A run of rows:

※ ※ ※

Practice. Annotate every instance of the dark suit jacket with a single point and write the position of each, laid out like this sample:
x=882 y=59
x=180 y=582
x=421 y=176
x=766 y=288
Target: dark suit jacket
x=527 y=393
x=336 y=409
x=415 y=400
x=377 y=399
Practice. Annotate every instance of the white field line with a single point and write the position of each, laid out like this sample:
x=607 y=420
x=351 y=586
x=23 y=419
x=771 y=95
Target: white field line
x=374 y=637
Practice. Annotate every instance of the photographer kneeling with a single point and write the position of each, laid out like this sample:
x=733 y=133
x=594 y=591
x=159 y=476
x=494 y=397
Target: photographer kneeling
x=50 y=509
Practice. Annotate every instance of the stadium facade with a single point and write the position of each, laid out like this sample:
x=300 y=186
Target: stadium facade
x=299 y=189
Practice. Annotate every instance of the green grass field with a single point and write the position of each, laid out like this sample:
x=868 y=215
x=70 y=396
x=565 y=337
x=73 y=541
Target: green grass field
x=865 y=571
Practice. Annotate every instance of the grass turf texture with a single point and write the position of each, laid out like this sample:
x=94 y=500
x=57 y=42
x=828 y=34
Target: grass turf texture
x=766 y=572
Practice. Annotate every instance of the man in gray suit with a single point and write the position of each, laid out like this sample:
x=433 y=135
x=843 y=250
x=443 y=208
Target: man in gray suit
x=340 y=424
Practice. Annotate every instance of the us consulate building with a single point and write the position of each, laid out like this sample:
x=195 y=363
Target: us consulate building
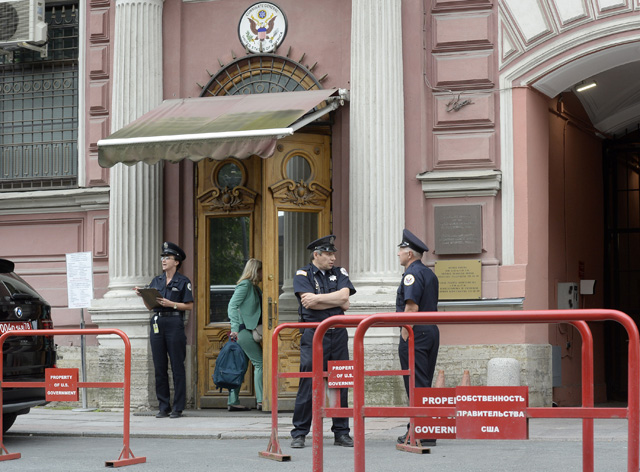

※ ※ ※

= What to do =
Reproduce every row above word for word, leaving out the pictures.

= Answer to this problem =
Practice. Annotate every instance of the dark suit jacket with a single point and write the position of each, laid out like this sample:
x=882 y=59
x=180 y=582
x=421 y=176
x=766 y=288
Target: dark suit jacket
x=527 y=393
x=336 y=409
x=415 y=400
x=377 y=399
Practice. Annotate every instance of the white field line with a single point and write the position of each, laid out like this sample:
x=607 y=420
x=351 y=586
x=23 y=419
x=771 y=95
Target: white field line
x=374 y=637
Practice. Annotate every instance of the photographer kneeling with a single point and write the position of each, laid out like this sample:
x=733 y=133
x=594 y=591
x=159 y=476
x=494 y=397
Target: photographer kneeling
x=50 y=509
Practice. Annotate every instance of the stadium facade with a single point and write the position of each, laid out like this sample:
x=300 y=186
Target: stadium facade
x=299 y=189
Practice. Annotate every instance of the green grass field with a single point and write the position of each, laid out like this sample:
x=868 y=215
x=70 y=396
x=565 y=337
x=73 y=541
Target: green grass field
x=865 y=571
Practice. Annotate every instance of the grass turf texture with a single point and write the position of each, laid out like this sample:
x=94 y=500
x=57 y=42
x=828 y=34
Target: grass turf texture
x=766 y=572
Practice. Annotate every instance of the man in gray suit with a single point and write the position of each, laid out like this sample:
x=433 y=135
x=843 y=250
x=443 y=208
Target: man in gray suit
x=340 y=424
Practice. Annotate every instance of the us consulate building with a single point and write the position of each, laid out like this sample:
x=195 y=363
Target: us consulate building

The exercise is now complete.